- _DIRECTIONS_: Pull out every line of the items below that contains the string "blue", copying each line in full; matches must have the same case.

- _GIVEN ENTRIES_:
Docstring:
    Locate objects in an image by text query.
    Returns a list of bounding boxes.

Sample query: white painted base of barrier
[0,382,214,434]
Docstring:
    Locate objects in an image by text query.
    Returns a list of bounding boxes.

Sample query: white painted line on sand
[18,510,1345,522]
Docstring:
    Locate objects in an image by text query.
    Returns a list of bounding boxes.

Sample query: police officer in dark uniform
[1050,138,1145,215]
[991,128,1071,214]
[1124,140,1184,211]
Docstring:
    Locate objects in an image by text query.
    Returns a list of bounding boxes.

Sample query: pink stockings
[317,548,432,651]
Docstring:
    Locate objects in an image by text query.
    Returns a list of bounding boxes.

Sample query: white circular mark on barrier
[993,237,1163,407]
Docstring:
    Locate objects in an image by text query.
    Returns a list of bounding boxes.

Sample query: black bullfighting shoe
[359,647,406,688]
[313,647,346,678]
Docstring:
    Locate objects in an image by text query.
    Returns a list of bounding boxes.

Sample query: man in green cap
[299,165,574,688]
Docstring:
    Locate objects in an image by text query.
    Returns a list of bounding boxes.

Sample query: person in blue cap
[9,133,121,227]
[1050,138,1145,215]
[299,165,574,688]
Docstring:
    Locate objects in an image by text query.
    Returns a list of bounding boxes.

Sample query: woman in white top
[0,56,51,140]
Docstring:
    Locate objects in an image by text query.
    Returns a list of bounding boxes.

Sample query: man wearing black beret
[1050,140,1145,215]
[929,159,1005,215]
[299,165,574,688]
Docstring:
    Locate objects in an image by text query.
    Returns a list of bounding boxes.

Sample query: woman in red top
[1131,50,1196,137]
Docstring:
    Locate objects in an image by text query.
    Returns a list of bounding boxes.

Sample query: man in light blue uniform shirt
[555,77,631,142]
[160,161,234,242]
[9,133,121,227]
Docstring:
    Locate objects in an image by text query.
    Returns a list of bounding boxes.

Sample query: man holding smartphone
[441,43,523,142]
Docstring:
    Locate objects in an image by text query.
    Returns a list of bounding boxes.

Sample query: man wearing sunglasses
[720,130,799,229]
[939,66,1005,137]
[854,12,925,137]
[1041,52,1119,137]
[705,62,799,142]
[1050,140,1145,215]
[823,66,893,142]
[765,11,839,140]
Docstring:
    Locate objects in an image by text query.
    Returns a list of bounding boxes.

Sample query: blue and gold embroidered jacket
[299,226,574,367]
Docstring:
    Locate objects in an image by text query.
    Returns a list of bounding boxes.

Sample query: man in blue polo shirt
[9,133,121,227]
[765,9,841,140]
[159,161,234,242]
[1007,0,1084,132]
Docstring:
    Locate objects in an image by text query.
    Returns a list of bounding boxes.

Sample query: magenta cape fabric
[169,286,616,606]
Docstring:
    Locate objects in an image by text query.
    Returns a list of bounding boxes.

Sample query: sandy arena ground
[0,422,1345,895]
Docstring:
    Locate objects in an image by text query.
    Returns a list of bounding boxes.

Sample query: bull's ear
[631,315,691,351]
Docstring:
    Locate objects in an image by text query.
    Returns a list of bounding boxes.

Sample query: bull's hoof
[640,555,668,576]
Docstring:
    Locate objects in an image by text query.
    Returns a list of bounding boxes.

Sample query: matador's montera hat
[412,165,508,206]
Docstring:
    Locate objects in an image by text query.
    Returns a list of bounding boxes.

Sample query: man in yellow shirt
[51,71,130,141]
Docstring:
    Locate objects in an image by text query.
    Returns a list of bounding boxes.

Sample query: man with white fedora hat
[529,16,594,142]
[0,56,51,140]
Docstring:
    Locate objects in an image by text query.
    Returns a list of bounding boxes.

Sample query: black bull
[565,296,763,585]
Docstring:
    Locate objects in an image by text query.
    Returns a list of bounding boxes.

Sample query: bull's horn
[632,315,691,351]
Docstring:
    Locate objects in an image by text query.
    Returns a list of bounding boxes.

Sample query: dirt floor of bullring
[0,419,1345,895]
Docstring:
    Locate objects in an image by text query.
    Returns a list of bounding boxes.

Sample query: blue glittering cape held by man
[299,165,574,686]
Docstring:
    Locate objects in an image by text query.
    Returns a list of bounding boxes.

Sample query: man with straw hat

- _OUTPUT FOR THIS TASK_:
Sample query: person in blue cap
Sample query: man in light blue uniform shirt
Sample query: blue and gold embroidered jacket
Sample query: man in blue polo shirt
Sample query: blue glittering cape held by man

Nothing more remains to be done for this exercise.